**Problem details**
Every line from the line containing "the parked car." through the final line of the data is to be printed exactly; no other line is to appear.

**Input for this task**
>> START
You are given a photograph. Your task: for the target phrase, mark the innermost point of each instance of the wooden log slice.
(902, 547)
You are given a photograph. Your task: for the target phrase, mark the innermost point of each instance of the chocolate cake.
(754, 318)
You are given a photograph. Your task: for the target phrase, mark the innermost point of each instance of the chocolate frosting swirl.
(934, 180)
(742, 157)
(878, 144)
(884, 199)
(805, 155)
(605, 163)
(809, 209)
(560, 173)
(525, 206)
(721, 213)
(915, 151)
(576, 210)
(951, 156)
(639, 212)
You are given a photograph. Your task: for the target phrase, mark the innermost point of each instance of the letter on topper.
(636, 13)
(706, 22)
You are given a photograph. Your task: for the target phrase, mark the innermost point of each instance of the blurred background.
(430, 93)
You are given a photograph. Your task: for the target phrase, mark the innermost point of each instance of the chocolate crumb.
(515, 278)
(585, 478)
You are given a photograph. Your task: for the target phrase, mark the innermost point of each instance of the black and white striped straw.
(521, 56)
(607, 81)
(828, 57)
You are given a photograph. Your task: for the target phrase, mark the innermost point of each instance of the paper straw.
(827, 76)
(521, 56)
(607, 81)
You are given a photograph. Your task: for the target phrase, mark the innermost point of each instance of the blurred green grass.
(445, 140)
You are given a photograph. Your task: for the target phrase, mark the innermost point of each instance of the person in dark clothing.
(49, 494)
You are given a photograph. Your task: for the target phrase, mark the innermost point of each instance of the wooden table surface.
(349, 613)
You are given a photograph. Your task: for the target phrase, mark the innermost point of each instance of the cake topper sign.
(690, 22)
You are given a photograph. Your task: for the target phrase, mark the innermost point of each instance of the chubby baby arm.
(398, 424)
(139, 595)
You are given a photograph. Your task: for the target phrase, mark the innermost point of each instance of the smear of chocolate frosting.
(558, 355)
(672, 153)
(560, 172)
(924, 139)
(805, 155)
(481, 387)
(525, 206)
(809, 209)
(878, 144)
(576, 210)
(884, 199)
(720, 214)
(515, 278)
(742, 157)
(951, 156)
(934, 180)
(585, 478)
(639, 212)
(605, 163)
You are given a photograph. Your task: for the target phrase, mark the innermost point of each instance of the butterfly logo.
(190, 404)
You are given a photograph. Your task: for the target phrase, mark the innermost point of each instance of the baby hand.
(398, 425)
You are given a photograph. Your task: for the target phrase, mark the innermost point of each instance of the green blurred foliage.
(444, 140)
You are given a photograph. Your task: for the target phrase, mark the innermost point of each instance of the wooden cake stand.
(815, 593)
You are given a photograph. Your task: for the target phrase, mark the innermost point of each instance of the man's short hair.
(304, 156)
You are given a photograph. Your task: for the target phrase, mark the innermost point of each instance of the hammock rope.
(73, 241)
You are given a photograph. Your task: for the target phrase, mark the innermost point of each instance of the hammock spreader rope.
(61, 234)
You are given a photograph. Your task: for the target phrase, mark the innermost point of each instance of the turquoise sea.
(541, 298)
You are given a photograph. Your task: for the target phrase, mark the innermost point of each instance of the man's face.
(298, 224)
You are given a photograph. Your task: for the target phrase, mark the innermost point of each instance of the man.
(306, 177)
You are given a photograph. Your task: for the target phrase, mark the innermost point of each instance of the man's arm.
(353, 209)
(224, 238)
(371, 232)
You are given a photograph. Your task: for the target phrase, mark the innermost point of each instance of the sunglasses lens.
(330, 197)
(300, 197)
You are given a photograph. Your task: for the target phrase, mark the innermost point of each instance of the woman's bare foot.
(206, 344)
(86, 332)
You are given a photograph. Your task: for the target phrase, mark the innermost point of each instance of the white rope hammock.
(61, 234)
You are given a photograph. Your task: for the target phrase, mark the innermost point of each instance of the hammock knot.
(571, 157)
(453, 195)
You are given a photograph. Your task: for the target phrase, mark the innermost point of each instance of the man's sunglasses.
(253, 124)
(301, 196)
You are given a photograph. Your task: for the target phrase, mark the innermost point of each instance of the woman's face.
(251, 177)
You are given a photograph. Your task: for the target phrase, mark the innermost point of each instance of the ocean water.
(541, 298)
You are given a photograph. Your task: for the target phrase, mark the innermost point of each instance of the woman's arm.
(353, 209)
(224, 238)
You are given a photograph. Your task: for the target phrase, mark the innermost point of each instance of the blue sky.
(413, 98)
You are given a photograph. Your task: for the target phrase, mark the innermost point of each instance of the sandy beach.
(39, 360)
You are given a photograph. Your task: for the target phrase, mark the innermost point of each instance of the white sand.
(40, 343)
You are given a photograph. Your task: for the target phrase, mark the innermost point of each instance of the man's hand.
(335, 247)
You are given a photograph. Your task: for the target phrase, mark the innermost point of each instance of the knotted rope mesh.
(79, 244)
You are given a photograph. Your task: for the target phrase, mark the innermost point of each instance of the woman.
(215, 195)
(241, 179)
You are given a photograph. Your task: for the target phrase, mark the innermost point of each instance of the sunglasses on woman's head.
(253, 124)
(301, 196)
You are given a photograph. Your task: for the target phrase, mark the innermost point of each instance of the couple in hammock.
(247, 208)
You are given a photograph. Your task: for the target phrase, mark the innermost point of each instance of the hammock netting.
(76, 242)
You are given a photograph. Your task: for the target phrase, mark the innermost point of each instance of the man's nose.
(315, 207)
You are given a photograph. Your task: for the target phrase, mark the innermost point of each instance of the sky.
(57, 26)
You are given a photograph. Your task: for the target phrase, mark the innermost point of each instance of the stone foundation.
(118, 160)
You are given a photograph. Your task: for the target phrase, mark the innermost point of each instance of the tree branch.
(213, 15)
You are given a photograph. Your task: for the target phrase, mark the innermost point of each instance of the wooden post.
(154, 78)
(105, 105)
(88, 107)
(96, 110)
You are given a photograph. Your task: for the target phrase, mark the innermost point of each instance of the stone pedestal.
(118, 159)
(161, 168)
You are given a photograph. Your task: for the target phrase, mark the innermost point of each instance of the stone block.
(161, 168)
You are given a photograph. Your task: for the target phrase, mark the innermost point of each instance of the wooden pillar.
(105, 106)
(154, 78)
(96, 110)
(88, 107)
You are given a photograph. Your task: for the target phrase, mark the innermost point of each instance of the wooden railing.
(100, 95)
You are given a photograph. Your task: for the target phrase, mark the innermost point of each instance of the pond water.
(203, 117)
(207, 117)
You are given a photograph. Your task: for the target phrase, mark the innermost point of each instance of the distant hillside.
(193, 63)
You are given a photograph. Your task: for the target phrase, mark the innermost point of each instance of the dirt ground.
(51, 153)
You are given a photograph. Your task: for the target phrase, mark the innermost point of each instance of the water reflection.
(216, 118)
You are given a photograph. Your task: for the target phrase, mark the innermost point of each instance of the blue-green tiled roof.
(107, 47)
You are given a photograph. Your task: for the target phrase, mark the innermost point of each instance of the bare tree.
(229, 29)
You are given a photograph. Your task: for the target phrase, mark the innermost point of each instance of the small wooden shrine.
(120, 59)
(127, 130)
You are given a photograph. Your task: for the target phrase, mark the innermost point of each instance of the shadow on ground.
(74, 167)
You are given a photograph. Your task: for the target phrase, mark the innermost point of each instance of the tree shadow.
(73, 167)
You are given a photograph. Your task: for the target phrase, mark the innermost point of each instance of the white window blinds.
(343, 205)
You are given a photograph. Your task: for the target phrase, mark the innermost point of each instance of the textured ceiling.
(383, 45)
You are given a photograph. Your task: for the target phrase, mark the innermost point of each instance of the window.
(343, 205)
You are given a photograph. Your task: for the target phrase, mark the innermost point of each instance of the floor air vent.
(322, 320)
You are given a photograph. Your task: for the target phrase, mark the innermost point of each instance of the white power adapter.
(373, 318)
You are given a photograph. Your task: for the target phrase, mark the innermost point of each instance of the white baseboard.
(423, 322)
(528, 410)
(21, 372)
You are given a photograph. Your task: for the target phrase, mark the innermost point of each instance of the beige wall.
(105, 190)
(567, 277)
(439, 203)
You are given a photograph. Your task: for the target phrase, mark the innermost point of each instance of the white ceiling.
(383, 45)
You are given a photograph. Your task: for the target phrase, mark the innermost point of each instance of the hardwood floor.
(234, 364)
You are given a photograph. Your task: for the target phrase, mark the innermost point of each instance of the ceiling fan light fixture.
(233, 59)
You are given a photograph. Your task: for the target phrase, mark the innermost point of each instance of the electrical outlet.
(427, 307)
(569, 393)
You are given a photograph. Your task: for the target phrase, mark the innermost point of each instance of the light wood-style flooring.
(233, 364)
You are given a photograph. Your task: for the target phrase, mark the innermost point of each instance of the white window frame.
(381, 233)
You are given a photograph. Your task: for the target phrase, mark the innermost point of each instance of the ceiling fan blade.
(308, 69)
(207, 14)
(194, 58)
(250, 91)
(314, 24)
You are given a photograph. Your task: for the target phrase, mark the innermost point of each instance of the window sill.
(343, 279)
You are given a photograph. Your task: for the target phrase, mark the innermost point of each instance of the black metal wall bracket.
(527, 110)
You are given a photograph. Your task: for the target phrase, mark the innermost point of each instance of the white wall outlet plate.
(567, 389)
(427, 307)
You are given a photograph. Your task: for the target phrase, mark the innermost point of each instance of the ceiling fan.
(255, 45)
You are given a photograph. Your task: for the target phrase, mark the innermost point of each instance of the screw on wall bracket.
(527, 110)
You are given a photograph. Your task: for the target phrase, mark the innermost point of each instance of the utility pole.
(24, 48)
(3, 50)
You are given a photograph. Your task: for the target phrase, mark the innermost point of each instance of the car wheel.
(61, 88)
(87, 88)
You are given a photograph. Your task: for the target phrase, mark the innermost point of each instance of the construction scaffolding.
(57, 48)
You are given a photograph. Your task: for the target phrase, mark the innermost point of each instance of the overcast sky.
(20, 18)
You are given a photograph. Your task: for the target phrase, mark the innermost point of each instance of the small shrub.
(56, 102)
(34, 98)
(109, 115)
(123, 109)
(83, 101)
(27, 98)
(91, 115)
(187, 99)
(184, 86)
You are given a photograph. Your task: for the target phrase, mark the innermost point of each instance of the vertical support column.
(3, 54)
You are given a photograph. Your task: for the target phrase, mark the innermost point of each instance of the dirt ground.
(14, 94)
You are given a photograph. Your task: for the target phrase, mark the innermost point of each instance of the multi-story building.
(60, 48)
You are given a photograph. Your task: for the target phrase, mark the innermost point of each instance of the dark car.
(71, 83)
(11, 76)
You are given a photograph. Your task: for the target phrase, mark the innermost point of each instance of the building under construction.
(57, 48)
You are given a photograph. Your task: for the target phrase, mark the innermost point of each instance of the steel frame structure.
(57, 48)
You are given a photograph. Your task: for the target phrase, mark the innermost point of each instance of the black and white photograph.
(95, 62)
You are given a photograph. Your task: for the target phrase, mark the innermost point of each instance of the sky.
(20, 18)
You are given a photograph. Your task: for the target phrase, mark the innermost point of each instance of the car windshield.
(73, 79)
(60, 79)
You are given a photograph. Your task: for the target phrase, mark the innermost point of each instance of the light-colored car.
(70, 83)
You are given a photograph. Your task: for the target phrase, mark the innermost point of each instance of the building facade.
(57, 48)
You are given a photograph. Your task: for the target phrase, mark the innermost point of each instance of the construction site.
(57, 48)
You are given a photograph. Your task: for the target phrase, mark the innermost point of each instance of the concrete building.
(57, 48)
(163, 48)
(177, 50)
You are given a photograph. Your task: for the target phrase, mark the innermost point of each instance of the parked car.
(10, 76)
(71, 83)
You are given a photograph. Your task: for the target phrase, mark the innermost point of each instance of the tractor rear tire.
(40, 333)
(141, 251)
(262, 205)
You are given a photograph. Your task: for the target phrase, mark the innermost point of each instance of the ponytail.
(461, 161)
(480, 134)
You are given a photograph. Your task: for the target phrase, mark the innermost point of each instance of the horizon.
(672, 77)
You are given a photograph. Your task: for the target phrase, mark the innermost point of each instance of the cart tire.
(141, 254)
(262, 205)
>> END
**Problem solution**
You are given a photograph. Your task: for the target phrase, mark the innermost point of each instance of the parked car.
(10, 76)
(71, 83)
You are given a photograph. Your task: for the target phrase, mark the innermost point of each instance of the tractor rear tire.
(40, 333)
(141, 251)
(262, 205)
You are given a photograph. Your task: for the target phrase, mark the innermost point of each instance of the ponytail.
(461, 161)
(480, 134)
You are given a photograph. Your task: for the target phrase, mark the innermost point of each instance of the horizon.
(672, 77)
You are given a photograph. Your task: for the target phrase, mark the innermost point of each instance of the cart tire.
(141, 254)
(262, 205)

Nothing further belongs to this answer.